> SOURCE TEXT:
Question

find the values of b and c which will make f(x) continuous for all real numbers if
f(x) = x+1 abs(x-2) <1
x^2+bx+c abs(x-2) >=1

Answer 1

its the absolute values that are throwing me off.
it's in the left braces
and the second one is greater than or equal to, sorry for any confusion.

Answer 2

first off what does
\[|x-2|<1\] really mean? it means
\[-1<x-2<1\] i.e.

> TASK DETAILS: Could you carry on the forum thread about choosing b and c to make the piecewise f(x) continuous, starting right after its final line?

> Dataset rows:
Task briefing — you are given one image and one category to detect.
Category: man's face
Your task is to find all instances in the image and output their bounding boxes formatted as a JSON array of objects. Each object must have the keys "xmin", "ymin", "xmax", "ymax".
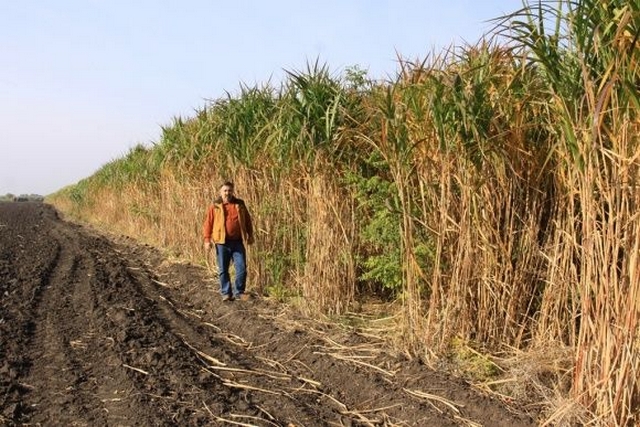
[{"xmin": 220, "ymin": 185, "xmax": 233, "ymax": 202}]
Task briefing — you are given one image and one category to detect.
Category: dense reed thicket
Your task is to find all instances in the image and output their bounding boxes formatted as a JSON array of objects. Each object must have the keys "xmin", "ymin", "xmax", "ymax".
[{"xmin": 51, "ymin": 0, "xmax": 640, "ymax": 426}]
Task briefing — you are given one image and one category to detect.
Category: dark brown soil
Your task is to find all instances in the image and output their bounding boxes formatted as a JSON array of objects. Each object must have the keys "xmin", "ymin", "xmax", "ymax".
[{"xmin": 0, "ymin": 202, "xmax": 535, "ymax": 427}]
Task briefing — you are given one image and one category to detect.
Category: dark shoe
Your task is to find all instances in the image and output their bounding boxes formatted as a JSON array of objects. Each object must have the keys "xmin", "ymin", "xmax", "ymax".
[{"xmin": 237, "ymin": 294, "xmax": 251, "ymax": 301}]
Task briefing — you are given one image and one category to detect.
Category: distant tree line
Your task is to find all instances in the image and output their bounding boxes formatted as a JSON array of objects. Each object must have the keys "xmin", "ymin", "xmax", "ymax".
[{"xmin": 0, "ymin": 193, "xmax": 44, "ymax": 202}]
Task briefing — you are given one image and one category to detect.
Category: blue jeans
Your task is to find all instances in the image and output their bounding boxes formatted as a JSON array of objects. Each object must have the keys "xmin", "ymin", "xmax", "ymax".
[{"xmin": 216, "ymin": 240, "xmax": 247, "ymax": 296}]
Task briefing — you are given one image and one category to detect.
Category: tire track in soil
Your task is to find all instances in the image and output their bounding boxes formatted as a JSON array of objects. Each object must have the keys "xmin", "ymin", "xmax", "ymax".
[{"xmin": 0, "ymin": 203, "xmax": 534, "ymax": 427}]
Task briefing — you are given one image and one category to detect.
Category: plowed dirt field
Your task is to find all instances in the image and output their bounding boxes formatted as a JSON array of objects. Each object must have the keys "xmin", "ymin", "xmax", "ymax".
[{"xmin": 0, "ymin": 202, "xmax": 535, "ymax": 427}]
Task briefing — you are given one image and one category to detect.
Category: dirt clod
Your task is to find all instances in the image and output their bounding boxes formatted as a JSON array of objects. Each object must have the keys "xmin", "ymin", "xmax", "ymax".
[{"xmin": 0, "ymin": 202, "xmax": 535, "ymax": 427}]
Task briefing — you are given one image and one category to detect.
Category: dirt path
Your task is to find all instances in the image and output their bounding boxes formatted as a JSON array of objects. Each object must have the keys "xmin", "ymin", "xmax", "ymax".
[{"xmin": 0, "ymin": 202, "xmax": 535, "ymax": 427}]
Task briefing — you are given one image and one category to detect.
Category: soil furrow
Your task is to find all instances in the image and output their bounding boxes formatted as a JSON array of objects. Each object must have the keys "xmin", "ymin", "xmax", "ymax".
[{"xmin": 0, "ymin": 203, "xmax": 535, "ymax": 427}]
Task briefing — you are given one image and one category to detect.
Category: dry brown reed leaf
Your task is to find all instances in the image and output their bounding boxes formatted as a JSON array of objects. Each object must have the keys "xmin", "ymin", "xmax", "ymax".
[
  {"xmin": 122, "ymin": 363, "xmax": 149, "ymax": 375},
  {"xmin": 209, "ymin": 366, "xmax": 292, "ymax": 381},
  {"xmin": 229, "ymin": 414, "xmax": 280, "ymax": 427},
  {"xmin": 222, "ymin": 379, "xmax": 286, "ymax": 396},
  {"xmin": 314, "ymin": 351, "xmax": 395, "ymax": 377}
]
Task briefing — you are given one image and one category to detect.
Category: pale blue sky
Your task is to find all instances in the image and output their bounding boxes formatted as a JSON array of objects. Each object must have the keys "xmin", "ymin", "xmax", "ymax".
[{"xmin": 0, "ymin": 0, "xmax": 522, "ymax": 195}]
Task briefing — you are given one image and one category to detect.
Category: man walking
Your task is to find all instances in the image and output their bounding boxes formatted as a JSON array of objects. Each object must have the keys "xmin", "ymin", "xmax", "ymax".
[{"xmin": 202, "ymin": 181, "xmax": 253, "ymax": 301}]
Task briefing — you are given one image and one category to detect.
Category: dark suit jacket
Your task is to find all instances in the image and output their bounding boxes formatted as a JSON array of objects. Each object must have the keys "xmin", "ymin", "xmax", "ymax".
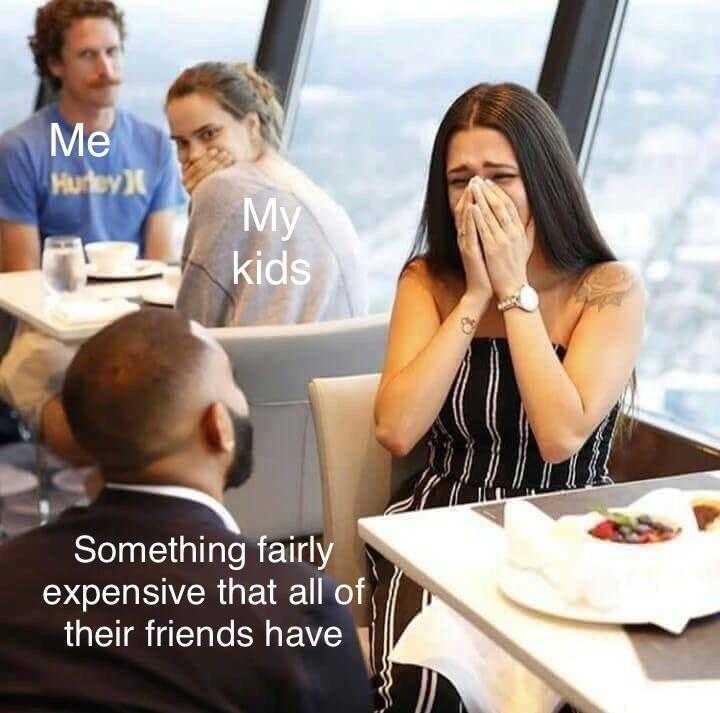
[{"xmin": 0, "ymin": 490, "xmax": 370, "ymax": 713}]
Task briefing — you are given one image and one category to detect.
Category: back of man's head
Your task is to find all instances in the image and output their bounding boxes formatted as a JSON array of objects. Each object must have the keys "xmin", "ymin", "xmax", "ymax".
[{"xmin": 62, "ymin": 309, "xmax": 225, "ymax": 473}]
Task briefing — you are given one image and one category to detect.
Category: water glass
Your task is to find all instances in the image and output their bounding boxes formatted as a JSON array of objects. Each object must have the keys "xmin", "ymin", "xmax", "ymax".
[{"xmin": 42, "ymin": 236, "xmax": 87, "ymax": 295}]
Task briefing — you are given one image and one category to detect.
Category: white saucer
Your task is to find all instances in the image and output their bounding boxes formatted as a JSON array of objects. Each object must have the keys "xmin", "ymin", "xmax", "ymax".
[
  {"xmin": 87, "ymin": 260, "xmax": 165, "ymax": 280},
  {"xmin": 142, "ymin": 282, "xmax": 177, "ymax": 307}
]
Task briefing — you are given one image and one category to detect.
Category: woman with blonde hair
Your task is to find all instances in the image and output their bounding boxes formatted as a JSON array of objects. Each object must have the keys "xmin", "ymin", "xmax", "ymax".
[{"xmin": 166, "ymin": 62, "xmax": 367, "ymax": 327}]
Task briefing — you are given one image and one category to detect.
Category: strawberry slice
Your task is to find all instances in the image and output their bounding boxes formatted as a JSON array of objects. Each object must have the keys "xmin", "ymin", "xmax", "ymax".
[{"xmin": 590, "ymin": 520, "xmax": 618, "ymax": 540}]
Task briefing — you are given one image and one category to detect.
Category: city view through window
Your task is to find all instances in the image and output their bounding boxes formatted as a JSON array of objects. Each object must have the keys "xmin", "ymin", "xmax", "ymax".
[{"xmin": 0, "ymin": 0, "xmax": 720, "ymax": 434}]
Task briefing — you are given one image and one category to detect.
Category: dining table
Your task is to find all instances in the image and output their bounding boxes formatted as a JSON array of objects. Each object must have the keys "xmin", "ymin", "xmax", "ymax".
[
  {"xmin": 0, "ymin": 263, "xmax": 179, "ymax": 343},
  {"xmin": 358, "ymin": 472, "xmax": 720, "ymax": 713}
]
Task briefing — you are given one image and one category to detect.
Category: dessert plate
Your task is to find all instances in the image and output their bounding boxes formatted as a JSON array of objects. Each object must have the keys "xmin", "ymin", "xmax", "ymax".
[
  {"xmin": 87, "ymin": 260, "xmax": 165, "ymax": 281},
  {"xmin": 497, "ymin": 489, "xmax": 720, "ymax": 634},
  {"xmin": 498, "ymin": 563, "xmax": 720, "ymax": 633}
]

> OUTPUT:
\[1<x<3\] so we are only concerned with the points x = 1 and x = 3 where the definition of the function changes

Answer 3

so here is what you do. replace x by 1 in both formulas and set them equal. you get
\[1+1=1+b+c\]

Answer 4

so you know
\[b+c=1\]

Answer 5

To be continuous, the two pieces must equal the same value when one piece switches to another (i.e. - x={1,3}). Thus:\[(1)+1=(1)^2+b(1)+c \text{ and }(3)+1=(3)^2+b(3)+c\]\[1=b+c\text{ and } -5=3b+c\]The solution of this system of equations is:\[b=-3 \text{ and } c=4\]

Answer 6

now replace x by 3 in both formulas. you get
\[3+1=9+3a+c\] so
\[3a+c=-5\]

Answer 7

damn i used a instead of b sorry i will rewrite it

Answer 8

It's done already, dude.

Answer 9

that makes so much sense, thank you!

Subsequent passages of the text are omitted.